## Requirement:
Reproduce the whole listing, character for character.

[Point annotation dataset records]

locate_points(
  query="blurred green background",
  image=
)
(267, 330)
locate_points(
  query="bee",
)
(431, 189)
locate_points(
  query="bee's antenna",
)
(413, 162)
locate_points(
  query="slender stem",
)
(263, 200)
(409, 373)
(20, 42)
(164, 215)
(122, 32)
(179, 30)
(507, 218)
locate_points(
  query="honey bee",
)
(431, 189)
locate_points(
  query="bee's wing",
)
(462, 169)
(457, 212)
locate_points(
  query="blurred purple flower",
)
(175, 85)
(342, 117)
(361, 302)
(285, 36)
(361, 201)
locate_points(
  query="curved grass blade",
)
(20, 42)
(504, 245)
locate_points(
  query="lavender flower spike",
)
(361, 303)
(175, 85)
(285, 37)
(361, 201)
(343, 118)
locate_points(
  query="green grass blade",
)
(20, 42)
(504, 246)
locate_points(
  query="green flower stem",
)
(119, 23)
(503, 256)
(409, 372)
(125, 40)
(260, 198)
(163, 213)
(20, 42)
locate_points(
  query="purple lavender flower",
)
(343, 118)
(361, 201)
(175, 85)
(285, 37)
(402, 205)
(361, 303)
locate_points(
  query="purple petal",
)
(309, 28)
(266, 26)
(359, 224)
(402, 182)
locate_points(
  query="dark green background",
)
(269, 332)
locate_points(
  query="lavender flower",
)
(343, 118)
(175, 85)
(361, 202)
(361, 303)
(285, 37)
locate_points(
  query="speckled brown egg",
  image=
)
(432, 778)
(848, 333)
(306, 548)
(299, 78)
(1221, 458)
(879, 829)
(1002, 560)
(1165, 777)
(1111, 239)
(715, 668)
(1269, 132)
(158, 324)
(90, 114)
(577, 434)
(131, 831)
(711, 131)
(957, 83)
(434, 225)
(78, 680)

## The answer:
locate_points(
  query="blurred green background",
  image=
)
(267, 330)
locate_points(
  query="bee",
)
(431, 189)
locate_points(
  query="bee's antenna",
)
(413, 162)
locate_points(
  query="slender stem",
)
(263, 200)
(409, 373)
(20, 42)
(164, 215)
(122, 32)
(179, 30)
(507, 218)
locate_points(
  query="honey bee",
)
(431, 189)
locate_points(
  query="bee's wing",
)
(462, 169)
(457, 212)
locate_points(
  query="blurred purple flower",
)
(175, 85)
(342, 117)
(361, 302)
(285, 36)
(361, 201)
locate_points(
  query="curved grass blade",
)
(20, 42)
(504, 245)
locate_points(
  query="lavender flower spike",
)
(361, 303)
(175, 85)
(285, 37)
(361, 201)
(343, 118)
locate_points(
  query="green grass blade",
)
(20, 42)
(504, 246)
locate_points(
  query="green flower stem",
)
(119, 23)
(503, 256)
(409, 372)
(125, 40)
(260, 198)
(163, 213)
(20, 42)
locate_points(
  query="purple lavender flower",
)
(343, 118)
(361, 201)
(175, 85)
(285, 37)
(402, 205)
(361, 303)
locate_points(
  query="purple petal",
)
(309, 28)
(266, 26)
(359, 224)
(402, 182)
locate_points(
  query="dark green background",
)
(269, 332)
locate_points(
  query="lavender flower",
)
(343, 118)
(175, 85)
(361, 202)
(361, 303)
(285, 37)
locate_points(
  query="speckled brown egg",
  image=
)
(432, 778)
(848, 333)
(306, 548)
(299, 78)
(1221, 458)
(879, 829)
(1002, 560)
(1165, 777)
(1111, 239)
(715, 668)
(1269, 132)
(158, 324)
(90, 114)
(577, 434)
(131, 831)
(711, 131)
(957, 83)
(434, 225)
(78, 680)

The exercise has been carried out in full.